● **Exercise task**:
Tally the lines in the items below that contain the string "jacket", matching case exactly. How many are there? Reply with the number alone.
****************************************
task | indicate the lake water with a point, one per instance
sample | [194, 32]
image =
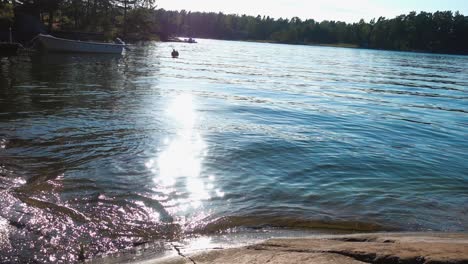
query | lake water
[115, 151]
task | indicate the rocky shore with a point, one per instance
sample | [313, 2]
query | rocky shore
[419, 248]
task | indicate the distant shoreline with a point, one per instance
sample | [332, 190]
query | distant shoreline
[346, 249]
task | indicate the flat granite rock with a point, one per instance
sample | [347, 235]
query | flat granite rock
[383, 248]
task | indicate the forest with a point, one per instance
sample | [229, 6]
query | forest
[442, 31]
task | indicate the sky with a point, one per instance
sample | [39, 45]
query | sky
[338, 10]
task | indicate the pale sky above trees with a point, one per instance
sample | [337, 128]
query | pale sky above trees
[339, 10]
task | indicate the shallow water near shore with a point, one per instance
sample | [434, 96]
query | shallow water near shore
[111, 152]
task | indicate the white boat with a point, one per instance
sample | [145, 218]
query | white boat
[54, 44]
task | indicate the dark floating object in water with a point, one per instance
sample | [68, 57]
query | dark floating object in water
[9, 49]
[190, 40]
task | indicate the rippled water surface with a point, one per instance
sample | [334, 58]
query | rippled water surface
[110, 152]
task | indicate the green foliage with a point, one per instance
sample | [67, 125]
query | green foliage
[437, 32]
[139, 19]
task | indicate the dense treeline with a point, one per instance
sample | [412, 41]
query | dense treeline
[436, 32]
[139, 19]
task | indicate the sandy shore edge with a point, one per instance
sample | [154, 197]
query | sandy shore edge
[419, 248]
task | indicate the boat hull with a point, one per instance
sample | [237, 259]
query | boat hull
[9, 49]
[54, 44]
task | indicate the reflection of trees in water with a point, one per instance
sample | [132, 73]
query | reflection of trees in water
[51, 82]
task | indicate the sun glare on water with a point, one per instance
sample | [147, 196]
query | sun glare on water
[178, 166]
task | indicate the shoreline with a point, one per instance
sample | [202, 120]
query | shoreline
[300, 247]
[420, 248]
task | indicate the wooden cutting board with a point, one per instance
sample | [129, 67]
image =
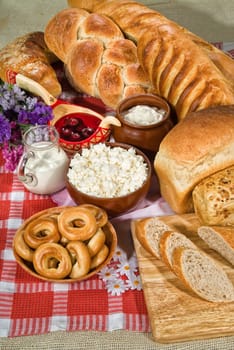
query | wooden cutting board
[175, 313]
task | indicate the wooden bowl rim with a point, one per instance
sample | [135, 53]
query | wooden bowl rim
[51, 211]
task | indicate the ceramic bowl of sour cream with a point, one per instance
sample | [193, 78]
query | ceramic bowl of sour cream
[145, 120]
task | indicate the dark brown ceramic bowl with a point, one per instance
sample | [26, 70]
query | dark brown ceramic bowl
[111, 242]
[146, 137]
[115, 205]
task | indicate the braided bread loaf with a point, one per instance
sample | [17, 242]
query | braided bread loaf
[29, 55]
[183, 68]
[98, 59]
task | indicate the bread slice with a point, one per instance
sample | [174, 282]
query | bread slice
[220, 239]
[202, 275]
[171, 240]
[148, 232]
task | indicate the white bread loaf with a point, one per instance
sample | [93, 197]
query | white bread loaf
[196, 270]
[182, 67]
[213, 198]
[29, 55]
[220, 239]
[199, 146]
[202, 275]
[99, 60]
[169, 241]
****************************************
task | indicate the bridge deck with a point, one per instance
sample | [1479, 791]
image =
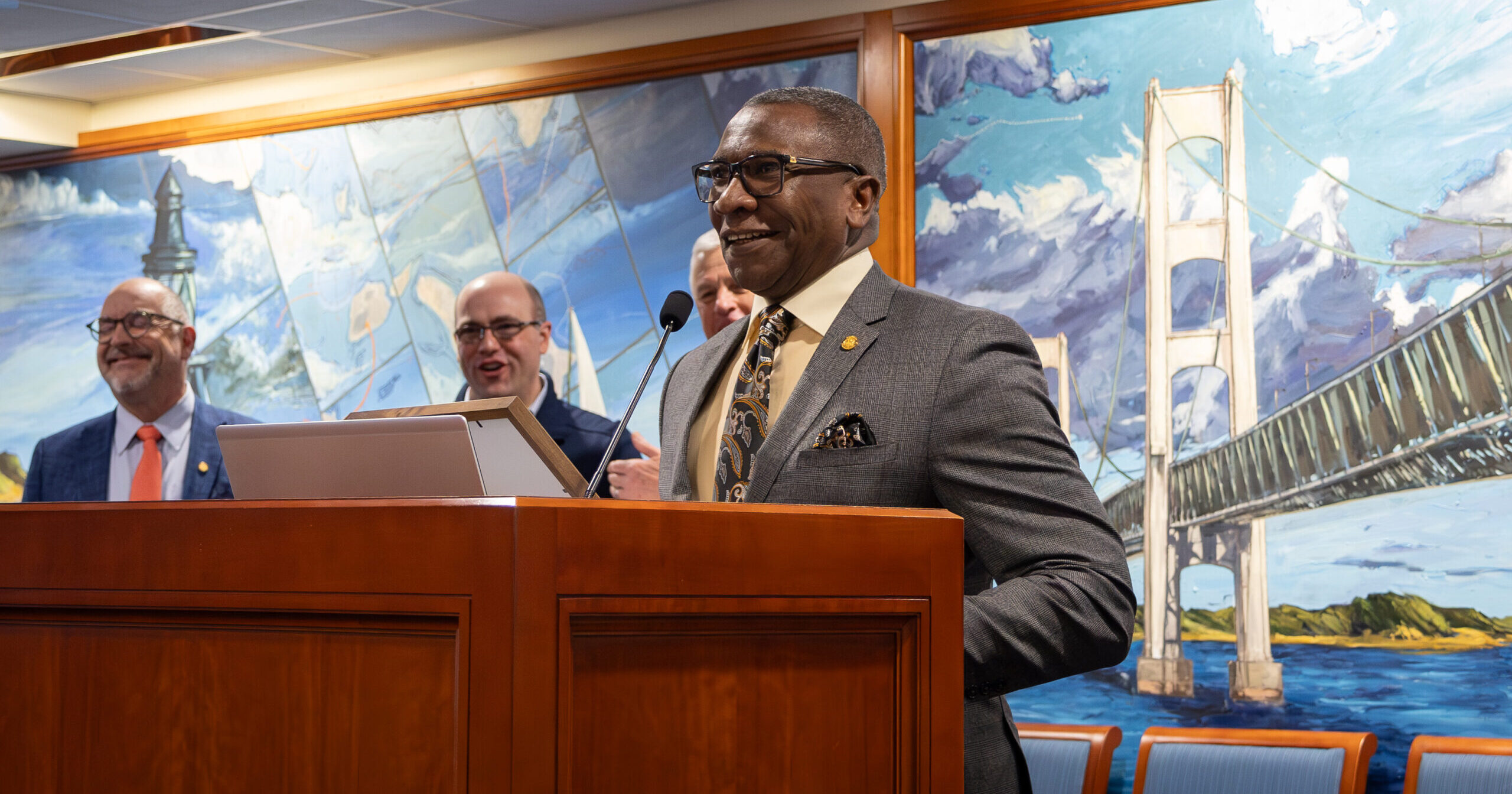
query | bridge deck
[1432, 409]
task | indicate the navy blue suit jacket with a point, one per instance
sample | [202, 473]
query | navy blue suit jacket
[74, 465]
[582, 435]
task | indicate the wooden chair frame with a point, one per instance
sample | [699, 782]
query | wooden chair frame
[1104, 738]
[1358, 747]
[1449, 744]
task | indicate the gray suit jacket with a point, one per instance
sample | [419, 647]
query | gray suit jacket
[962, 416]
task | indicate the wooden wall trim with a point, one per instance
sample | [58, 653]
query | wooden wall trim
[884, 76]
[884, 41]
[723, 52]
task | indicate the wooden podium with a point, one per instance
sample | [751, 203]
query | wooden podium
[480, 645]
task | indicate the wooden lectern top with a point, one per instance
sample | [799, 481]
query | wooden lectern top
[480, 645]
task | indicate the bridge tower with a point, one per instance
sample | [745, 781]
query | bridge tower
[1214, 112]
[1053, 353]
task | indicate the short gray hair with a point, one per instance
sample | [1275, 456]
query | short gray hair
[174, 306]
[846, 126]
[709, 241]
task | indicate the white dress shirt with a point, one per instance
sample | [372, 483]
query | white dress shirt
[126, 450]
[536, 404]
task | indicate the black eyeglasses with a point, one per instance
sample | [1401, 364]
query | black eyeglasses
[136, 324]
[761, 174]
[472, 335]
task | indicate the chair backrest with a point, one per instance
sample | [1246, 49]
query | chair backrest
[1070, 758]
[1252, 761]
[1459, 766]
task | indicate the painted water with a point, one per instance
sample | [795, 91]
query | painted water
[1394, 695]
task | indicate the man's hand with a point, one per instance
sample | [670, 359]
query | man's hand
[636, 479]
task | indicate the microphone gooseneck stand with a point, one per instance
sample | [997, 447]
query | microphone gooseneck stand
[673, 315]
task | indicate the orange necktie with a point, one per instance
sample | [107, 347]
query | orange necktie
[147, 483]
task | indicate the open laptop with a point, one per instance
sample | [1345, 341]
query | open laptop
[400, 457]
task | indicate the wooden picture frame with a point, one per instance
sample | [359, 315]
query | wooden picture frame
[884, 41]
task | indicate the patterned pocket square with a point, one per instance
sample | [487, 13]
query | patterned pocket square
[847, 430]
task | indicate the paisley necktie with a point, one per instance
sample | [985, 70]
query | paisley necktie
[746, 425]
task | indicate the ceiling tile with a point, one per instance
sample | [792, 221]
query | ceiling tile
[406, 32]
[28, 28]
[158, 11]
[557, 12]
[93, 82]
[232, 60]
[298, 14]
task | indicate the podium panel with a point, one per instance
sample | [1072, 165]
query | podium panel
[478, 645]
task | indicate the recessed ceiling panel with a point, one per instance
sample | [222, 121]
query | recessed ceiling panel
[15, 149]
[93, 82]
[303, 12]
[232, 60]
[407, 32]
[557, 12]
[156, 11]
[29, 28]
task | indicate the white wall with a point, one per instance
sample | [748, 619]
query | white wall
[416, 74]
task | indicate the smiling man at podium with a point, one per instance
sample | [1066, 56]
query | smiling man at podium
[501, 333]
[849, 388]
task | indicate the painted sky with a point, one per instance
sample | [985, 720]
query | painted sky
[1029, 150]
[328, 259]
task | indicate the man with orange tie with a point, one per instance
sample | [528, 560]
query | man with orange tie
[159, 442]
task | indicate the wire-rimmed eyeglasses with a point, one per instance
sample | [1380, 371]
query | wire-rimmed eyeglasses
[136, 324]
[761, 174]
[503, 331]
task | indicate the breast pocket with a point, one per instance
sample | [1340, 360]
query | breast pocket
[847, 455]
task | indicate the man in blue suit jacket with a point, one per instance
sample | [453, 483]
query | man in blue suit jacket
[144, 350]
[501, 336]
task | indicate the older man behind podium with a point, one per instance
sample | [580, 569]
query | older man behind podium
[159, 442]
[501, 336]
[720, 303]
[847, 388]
****************************************
● **Output of the exercise**:
6